___ Passage extrait

La 6e série de billets de banque suisses, lancée en 1976, est devenue mythique, en particulier le billet de 1000 francs, souvent surnommé la "fourmi". [KEYSTONE - MARTIN RUETSCHI]
La 6e série de billets de banque suisses, lancée en 1976, est devenue mythique, en particulier le billet de 1000 francs, souvent surnommé la "fourmi". - [KEYSTONE - MARTIN RUETSCHI]
Fin octobre, la Banque nationale suisse a lancé un concours pour la conception des billets de la dixième série, qui remplaceront les billets actuellement en circulation. L'occasion de se pencher sur quelques-unes des coupures qui ont marqué l'imaginaire collectif.

"La Suisse, tout en relief": tel est le thème auquel devront se conformer les graphistes qui souhaitent participer au concours pour la future série de billets. Cette dernière "reflétera la topographie unique du territoire, depuis le Jura jusqu'aux Alpes, en passant par le Plateau", a expliqué le 30 octobre Martin Schlegel, président de la direction générale de la Banque nationale suisse (BNS).

______
___ Items présentés

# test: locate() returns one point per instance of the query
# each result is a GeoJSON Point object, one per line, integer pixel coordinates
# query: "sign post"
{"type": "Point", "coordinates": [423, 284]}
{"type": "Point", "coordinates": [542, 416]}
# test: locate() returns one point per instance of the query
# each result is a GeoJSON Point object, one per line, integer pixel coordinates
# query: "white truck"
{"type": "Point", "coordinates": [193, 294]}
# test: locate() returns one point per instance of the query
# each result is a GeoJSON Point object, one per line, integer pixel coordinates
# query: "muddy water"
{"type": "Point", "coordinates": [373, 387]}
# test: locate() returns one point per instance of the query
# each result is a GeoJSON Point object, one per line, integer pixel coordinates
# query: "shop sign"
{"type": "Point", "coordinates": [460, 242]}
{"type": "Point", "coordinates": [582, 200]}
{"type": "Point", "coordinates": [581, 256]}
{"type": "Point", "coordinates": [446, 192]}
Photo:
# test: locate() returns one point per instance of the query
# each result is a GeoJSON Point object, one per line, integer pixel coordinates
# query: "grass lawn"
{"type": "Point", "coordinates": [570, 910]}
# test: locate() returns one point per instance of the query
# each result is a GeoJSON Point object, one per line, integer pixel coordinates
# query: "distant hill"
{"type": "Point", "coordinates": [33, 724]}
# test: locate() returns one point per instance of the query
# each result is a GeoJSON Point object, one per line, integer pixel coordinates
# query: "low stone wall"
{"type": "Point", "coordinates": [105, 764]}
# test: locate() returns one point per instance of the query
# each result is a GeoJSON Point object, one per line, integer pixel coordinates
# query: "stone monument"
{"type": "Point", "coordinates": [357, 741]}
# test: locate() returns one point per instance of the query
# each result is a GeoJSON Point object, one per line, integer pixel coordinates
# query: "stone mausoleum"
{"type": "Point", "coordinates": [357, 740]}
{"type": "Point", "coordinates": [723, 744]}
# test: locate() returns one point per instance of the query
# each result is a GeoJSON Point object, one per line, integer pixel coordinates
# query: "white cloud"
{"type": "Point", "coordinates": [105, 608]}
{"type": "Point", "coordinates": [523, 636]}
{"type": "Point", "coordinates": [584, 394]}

______

Consignes →
(A) Relevez toutes les régions du territoire suisse que cite le passage sur les billets de banque suisses.
(B) Reprenez le passage sur les billets de banque suisses à la suite de sa dernière phrase et poursuivez-le.

Corrigé de l'exercice →
(A) Le Jura, le Plateau et les Alpes.

(B)
>> Lire aussi : La BNS lance un concours pour la prochaine série de billets de banque

L'annonce peut sembler prématurée. La dernière coupure de la série actuelle - le billet de 100 francs - n'est en circulation que depuis 2019, année où les mains collectant de l'eau - symbole de la tradition humanitaire helvétique - ont supplanté le visage d'Alberto Giacometti. Un repos bien mérité, diront les plus malicieux, au vu des cernes que l'artiste grison avait sur la photo choisie.

Mais tout se déroule comme prévu, assure la BNS, qui apporte le plus grand soin à la conception et à la production de tous ses billets de banque. Le concours sur le thème "La Suisse ouverte sur le monde", à l'origine de la neuvième série, avait été lancé en 2005, onze ans avant la mise en circulation du premier billet. La banque centrale prend son temps, et avec un certain succès: le billet de 50 francs a été nommé "meilleur billet de l'année" par l'International Bank Note Society en 2016 et celui de 10 francs a obtenu le titre en 2017.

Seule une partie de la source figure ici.